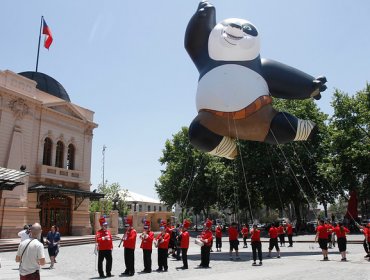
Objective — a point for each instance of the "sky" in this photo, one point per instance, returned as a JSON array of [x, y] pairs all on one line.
[[125, 60]]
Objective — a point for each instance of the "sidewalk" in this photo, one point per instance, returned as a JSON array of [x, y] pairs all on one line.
[[302, 262]]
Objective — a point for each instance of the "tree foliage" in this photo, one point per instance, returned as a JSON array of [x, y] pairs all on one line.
[[275, 176]]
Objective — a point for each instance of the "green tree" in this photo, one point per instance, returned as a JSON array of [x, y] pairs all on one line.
[[348, 163], [190, 178], [112, 191]]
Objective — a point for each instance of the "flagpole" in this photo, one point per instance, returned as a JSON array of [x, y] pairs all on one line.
[[38, 49]]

◇ ◇ ◇ ◇

# WHAT THE EXERCISE ASKS
Write out every line above again exactly, with the pictures left out.

# REPLY TO THE EXERCISE
Objective — a point for each instance of the "sky" in this photo, one point per instance, returned as a JSON array of [x, y] pairs all on one line.
[[125, 60]]
Objective — a point for each instance of the "sidewalk" in this photo, one point per instance, returned as a JSON array of [x, y] pairs all on one line.
[[302, 262]]
Objective — a point for each instance of the "tree foliage" in this photo, one point per instance, returned as a JSON array of [x, y] pairs all on one line.
[[275, 176]]
Objective — a point for each instance of the "green tree" in this photo, one point per instance, returned as a JSON array of [x, y] pairs all on one line.
[[348, 163], [190, 178], [112, 191]]
Objective — a point for each instance of the "flagpole" in this photo, one point per instance, returned as a JSON array of [x, y] pairs all on one line.
[[38, 49]]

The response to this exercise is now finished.